#### Fragmento seleccionado
Oración confiada por los difuntos de coronavirus (19-7-2020)

ORACIÓN CONFIADA POR LOS DIFUNTOS DE CORONAVIRUS

     Queridos hermanos en el Señor:
     Os deseo gracia y paz.

     Durante los meses más duros de pandemia, muchas familias no han podido despedirse de sus seres queridos como hubiesen deseado. Las medidas higiénico-sanitarias de prevención hacían difícil, si no imposible, la proximidad física en los momentos decisivos.
     Tender la mano hacia una persona que se dirige al encuentro definitivo con el Señor es una experiencia inolvidable. En esos momentos, es posible compartir con esperanza y serenidad los últimos latidos de vida, sabiendo que la existencia no concluye, sino que se transforma.
       La Iglesia ha estado cerca de todos los enfermos, especialmente de los moribundos y de sus familiares y amigos. No ha habido ninguna persona que haya muerto sola, porque ha estado acompañada por la oración incesante de toda la Iglesia.
      Durante estos días, vamos a recordar con cariño y agradecimiento a todas las personas que ya no están con nosotros: los ancianos, los que sufrían alguna enfermedad previa y también aquellos otros cuya salud no daba muestras de inquietud ni síntomas de riesgo. Y rezaremos, de un modo especial por todos los sanitarios que pusieron su salud, y hasta sus vidas, al servicio de los demás. Y por quienes contrajeron la enfermedad en el ejercicio de sus actividades profesionales e hicieron de su trabajo una vocación de servicio generoso.
       La sociedad entera y toda la Iglesia deben mucho a tantas personas que nos han dejado el ejemplo de su vida, el estímulo de su calidad personal y la responsabilidad de imitar sus virtudes.
       Queremos dar gracias a Dios por todas y cada una de las personas que nos han dejado. En cada rostro, en cada historia, en los detalles conocidos y en las vicisitudes desconocidas podemos leer innumerables relatos conmovedores.
       Los ancianos vivieron circunstancias dramáticas en nuestra historia común. Afrontaron mil y una dificultades, asumieron riesgos, superaron incertidumbres, sacrificaron su propia vida por dar mayores oportunidades a sus descendientes, prescindieron de comodidades y privilegios.
########
Objetivo del ejercicio ▸
¿Puedes reproducir palabra por palabra el fragmento sobre los difuntos de coronavirus, desde "Tender la mano" hasta "toda la Iglesia."? Apóyate únicamente en el fragmento.
#### Entradas proporcionadas
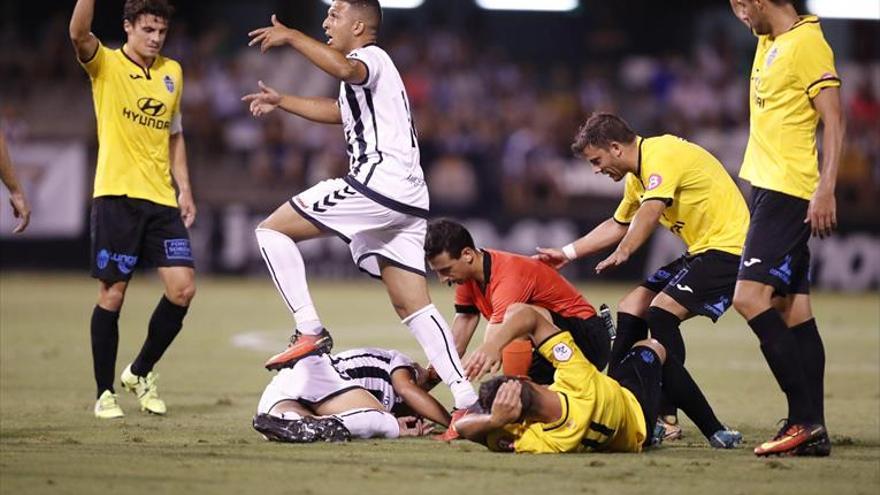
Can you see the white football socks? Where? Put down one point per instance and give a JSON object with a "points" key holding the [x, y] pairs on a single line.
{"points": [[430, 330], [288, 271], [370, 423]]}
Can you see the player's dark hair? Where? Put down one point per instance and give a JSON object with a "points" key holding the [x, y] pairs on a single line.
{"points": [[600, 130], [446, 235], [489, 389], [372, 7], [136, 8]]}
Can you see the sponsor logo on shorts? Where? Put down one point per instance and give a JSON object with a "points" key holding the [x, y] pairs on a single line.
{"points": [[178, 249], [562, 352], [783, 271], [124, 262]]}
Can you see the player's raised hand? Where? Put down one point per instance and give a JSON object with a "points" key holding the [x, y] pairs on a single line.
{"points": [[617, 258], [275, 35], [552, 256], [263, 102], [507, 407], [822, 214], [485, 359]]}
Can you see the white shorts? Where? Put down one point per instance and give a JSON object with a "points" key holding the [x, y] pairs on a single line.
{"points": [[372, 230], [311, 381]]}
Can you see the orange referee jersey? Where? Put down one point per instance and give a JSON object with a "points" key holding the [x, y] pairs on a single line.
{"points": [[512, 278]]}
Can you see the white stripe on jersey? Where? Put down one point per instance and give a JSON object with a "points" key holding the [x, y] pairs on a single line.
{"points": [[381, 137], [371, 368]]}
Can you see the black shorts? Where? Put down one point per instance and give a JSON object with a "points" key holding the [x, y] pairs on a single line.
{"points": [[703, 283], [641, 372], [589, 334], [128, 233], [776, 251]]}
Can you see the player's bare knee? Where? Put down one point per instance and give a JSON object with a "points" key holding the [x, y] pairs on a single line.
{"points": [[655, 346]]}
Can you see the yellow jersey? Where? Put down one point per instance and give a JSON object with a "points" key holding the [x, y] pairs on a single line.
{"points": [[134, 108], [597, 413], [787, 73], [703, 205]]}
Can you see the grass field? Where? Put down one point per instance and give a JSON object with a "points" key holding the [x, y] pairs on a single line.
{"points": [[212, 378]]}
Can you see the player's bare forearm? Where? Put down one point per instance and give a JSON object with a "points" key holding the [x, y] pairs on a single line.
########
Respuesta del ejercicio ▸
Tender la mano hacia una persona que se dirige al encuentro definitivo con el Señor es una experiencia inolvidable. En esos momentos, es posible compartir con esperanza y serenidad los últimos latidos de vida, sabiendo que la existencia no concluye, sino que se transforma.
       La Iglesia ha estado cerca de todos los enfermos, especialmente de los moribundos y de sus familiares y amigos. No ha habido ninguna persona que haya muerto sola, porque ha estado acompañada por la oración incesante de toda la Iglesia.